▸ SHORT PROBLEM
Please pull out every line of the material that contains the string "dark". Case counts.

[Excerpts from a pointing dataset]
>> Begin
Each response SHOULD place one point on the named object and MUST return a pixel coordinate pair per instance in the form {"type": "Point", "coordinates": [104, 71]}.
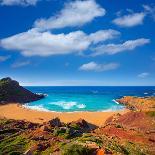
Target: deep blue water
{"type": "Point", "coordinates": [93, 98]}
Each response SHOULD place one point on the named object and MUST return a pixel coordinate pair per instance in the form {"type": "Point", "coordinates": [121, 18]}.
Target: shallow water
{"type": "Point", "coordinates": [70, 99]}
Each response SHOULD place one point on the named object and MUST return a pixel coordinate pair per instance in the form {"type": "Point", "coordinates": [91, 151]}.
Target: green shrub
{"type": "Point", "coordinates": [151, 113]}
{"type": "Point", "coordinates": [75, 149]}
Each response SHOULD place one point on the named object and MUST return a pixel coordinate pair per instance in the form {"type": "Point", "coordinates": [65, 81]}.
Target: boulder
{"type": "Point", "coordinates": [55, 122]}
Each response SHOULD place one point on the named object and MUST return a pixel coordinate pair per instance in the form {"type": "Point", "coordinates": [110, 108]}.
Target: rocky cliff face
{"type": "Point", "coordinates": [11, 91]}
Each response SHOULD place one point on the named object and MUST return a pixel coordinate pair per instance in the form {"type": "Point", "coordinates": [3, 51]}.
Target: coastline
{"type": "Point", "coordinates": [18, 112]}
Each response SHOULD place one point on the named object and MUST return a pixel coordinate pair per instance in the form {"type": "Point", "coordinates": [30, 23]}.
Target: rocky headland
{"type": "Point", "coordinates": [12, 92]}
{"type": "Point", "coordinates": [132, 133]}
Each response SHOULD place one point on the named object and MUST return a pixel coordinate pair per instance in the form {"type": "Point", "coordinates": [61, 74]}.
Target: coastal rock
{"type": "Point", "coordinates": [81, 123]}
{"type": "Point", "coordinates": [11, 91]}
{"type": "Point", "coordinates": [55, 122]}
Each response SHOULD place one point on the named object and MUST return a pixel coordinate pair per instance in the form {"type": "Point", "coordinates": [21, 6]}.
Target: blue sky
{"type": "Point", "coordinates": [81, 42]}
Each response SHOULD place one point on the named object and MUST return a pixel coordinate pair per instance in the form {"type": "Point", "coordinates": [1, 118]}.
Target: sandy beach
{"type": "Point", "coordinates": [16, 111]}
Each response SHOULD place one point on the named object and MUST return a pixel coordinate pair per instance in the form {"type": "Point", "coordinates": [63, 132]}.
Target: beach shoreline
{"type": "Point", "coordinates": [18, 112]}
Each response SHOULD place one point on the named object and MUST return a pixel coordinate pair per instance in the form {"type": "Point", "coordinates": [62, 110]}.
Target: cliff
{"type": "Point", "coordinates": [11, 91]}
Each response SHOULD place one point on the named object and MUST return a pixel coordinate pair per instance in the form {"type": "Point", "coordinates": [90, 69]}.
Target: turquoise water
{"type": "Point", "coordinates": [70, 99]}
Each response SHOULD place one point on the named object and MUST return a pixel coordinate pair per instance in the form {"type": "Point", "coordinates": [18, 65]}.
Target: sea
{"type": "Point", "coordinates": [84, 98]}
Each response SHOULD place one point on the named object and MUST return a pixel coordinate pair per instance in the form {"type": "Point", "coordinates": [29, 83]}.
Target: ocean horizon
{"type": "Point", "coordinates": [84, 98]}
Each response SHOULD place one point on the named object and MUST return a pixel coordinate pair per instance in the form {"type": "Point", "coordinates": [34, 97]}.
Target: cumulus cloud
{"type": "Point", "coordinates": [4, 58]}
{"type": "Point", "coordinates": [20, 64]}
{"type": "Point", "coordinates": [33, 42]}
{"type": "Point", "coordinates": [103, 35]}
{"type": "Point", "coordinates": [18, 2]}
{"type": "Point", "coordinates": [150, 10]}
{"type": "Point", "coordinates": [130, 20]}
{"type": "Point", "coordinates": [117, 48]}
{"type": "Point", "coordinates": [92, 66]}
{"type": "Point", "coordinates": [75, 13]}
{"type": "Point", "coordinates": [143, 75]}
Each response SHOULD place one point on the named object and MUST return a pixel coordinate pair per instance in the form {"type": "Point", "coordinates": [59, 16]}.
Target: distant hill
{"type": "Point", "coordinates": [11, 91]}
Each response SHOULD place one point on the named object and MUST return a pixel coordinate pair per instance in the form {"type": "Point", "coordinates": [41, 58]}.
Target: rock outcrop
{"type": "Point", "coordinates": [11, 91]}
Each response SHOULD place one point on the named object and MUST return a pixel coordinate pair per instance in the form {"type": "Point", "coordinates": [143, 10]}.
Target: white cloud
{"type": "Point", "coordinates": [143, 75]}
{"type": "Point", "coordinates": [103, 35]}
{"type": "Point", "coordinates": [20, 64]}
{"type": "Point", "coordinates": [75, 13]}
{"type": "Point", "coordinates": [130, 20]}
{"type": "Point", "coordinates": [18, 2]}
{"type": "Point", "coordinates": [117, 48]}
{"type": "Point", "coordinates": [4, 58]}
{"type": "Point", "coordinates": [150, 10]}
{"type": "Point", "coordinates": [35, 43]}
{"type": "Point", "coordinates": [92, 66]}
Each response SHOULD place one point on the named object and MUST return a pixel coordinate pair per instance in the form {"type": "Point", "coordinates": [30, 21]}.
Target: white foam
{"type": "Point", "coordinates": [68, 105]}
{"type": "Point", "coordinates": [115, 101]}
{"type": "Point", "coordinates": [38, 107]}
{"type": "Point", "coordinates": [81, 106]}
{"type": "Point", "coordinates": [146, 93]}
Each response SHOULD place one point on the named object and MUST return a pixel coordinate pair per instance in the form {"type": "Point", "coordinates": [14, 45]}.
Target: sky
{"type": "Point", "coordinates": [78, 42]}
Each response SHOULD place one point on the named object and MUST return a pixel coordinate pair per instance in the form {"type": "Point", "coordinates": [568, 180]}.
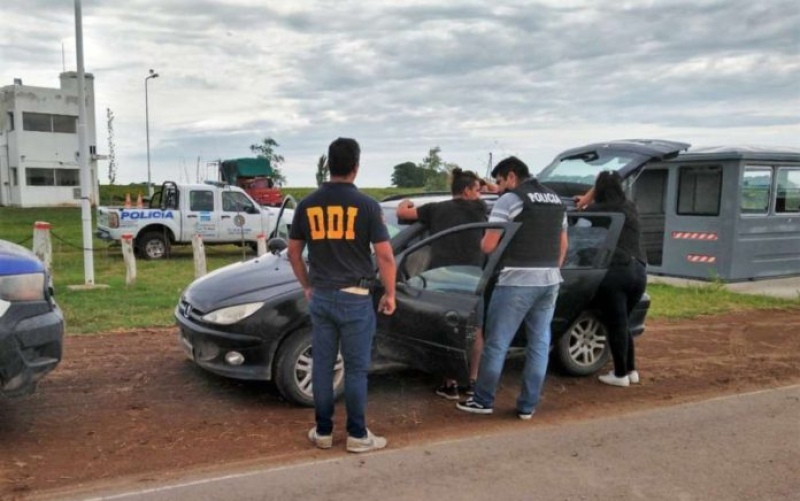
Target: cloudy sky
{"type": "Point", "coordinates": [529, 78]}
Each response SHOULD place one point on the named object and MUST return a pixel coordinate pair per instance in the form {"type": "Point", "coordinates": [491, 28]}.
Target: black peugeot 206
{"type": "Point", "coordinates": [250, 320]}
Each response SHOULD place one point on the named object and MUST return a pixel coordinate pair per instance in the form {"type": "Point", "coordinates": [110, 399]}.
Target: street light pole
{"type": "Point", "coordinates": [147, 128]}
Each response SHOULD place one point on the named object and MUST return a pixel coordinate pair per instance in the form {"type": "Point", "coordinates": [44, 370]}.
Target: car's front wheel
{"type": "Point", "coordinates": [583, 350]}
{"type": "Point", "coordinates": [294, 366]}
{"type": "Point", "coordinates": [153, 245]}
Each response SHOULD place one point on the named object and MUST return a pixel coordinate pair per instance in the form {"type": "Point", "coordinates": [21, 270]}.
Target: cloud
{"type": "Point", "coordinates": [529, 78]}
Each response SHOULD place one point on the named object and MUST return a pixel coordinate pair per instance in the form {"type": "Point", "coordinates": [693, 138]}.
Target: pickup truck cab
{"type": "Point", "coordinates": [220, 213]}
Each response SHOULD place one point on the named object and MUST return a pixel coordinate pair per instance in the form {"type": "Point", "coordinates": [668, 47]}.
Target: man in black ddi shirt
{"type": "Point", "coordinates": [338, 224]}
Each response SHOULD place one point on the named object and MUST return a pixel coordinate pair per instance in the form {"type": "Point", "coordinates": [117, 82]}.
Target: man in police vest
{"type": "Point", "coordinates": [527, 286]}
{"type": "Point", "coordinates": [338, 223]}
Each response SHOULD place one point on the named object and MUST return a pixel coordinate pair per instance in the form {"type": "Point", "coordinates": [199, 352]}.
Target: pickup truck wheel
{"type": "Point", "coordinates": [293, 369]}
{"type": "Point", "coordinates": [583, 350]}
{"type": "Point", "coordinates": [153, 245]}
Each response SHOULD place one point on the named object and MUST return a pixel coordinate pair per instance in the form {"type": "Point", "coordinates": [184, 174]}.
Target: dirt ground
{"type": "Point", "coordinates": [127, 409]}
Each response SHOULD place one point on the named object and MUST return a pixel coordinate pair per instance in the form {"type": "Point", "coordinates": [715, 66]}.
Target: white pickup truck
{"type": "Point", "coordinates": [220, 213]}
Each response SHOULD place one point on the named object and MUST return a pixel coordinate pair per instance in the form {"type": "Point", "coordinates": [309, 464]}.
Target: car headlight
{"type": "Point", "coordinates": [232, 314]}
{"type": "Point", "coordinates": [27, 287]}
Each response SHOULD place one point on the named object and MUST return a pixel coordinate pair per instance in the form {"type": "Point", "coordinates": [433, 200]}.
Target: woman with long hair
{"type": "Point", "coordinates": [626, 280]}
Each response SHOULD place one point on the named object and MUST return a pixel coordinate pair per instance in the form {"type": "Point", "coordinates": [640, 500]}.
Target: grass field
{"type": "Point", "coordinates": [151, 300]}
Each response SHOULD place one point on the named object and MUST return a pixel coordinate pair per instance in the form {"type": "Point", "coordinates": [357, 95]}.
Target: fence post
{"type": "Point", "coordinates": [261, 244]}
{"type": "Point", "coordinates": [199, 251]}
{"type": "Point", "coordinates": [129, 257]}
{"type": "Point", "coordinates": [42, 246]}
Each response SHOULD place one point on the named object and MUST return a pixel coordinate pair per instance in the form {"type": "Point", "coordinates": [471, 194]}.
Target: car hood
{"type": "Point", "coordinates": [259, 279]}
{"type": "Point", "coordinates": [639, 152]}
{"type": "Point", "coordinates": [17, 260]}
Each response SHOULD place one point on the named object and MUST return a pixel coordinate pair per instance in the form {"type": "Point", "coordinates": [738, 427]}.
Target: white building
{"type": "Point", "coordinates": [39, 143]}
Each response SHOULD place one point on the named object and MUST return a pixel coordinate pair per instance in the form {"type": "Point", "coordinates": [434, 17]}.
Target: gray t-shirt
{"type": "Point", "coordinates": [505, 210]}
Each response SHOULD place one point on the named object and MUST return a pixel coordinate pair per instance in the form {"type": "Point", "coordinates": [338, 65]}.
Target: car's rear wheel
{"type": "Point", "coordinates": [583, 350]}
{"type": "Point", "coordinates": [294, 366]}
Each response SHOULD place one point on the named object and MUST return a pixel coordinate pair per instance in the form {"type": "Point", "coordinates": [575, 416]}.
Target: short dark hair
{"type": "Point", "coordinates": [511, 164]}
{"type": "Point", "coordinates": [462, 179]}
{"type": "Point", "coordinates": [608, 188]}
{"type": "Point", "coordinates": [343, 156]}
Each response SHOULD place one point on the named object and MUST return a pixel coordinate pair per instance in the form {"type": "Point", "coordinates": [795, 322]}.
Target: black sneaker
{"type": "Point", "coordinates": [470, 405]}
{"type": "Point", "coordinates": [470, 388]}
{"type": "Point", "coordinates": [450, 392]}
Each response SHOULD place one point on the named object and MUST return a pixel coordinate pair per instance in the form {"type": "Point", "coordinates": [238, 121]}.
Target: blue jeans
{"type": "Point", "coordinates": [509, 308]}
{"type": "Point", "coordinates": [348, 319]}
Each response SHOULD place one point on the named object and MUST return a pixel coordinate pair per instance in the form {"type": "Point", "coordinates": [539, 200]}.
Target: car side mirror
{"type": "Point", "coordinates": [276, 245]}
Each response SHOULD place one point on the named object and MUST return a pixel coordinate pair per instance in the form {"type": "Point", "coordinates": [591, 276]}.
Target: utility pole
{"type": "Point", "coordinates": [83, 155]}
{"type": "Point", "coordinates": [112, 156]}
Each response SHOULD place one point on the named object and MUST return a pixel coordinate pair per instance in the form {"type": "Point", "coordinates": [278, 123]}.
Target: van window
{"type": "Point", "coordinates": [201, 201]}
{"type": "Point", "coordinates": [699, 190]}
{"type": "Point", "coordinates": [788, 196]}
{"type": "Point", "coordinates": [756, 184]}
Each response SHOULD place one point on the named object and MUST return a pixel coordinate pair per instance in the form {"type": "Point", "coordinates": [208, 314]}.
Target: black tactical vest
{"type": "Point", "coordinates": [538, 242]}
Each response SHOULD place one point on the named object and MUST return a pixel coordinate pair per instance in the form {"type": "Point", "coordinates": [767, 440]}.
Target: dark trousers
{"type": "Point", "coordinates": [618, 294]}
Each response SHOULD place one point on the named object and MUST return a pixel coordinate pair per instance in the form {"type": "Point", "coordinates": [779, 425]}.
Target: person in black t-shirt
{"type": "Point", "coordinates": [338, 224]}
{"type": "Point", "coordinates": [626, 279]}
{"type": "Point", "coordinates": [462, 248]}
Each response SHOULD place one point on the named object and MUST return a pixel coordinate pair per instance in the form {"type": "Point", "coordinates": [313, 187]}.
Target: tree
{"type": "Point", "coordinates": [322, 170]}
{"type": "Point", "coordinates": [408, 175]}
{"type": "Point", "coordinates": [436, 170]}
{"type": "Point", "coordinates": [266, 149]}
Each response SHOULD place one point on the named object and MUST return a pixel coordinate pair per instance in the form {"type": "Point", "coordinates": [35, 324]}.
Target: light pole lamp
{"type": "Point", "coordinates": [152, 74]}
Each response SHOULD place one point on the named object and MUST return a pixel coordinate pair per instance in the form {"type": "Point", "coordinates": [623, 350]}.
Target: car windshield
{"type": "Point", "coordinates": [582, 169]}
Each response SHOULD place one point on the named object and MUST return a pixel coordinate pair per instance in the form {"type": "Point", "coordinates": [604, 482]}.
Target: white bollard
{"type": "Point", "coordinates": [199, 255]}
{"type": "Point", "coordinates": [42, 246]}
{"type": "Point", "coordinates": [261, 245]}
{"type": "Point", "coordinates": [129, 257]}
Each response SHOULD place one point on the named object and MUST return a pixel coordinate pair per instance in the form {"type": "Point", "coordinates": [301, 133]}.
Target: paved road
{"type": "Point", "coordinates": [738, 448]}
{"type": "Point", "coordinates": [786, 288]}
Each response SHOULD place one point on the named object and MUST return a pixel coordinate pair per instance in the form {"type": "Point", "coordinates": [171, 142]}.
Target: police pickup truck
{"type": "Point", "coordinates": [219, 213]}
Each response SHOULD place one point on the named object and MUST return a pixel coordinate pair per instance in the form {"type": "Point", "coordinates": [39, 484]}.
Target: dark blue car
{"type": "Point", "coordinates": [31, 323]}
>> End
▸ SOLUTION FOR THIS PROBLEM
Target: short dark hair
Target: dark trousers
Target: dark blue car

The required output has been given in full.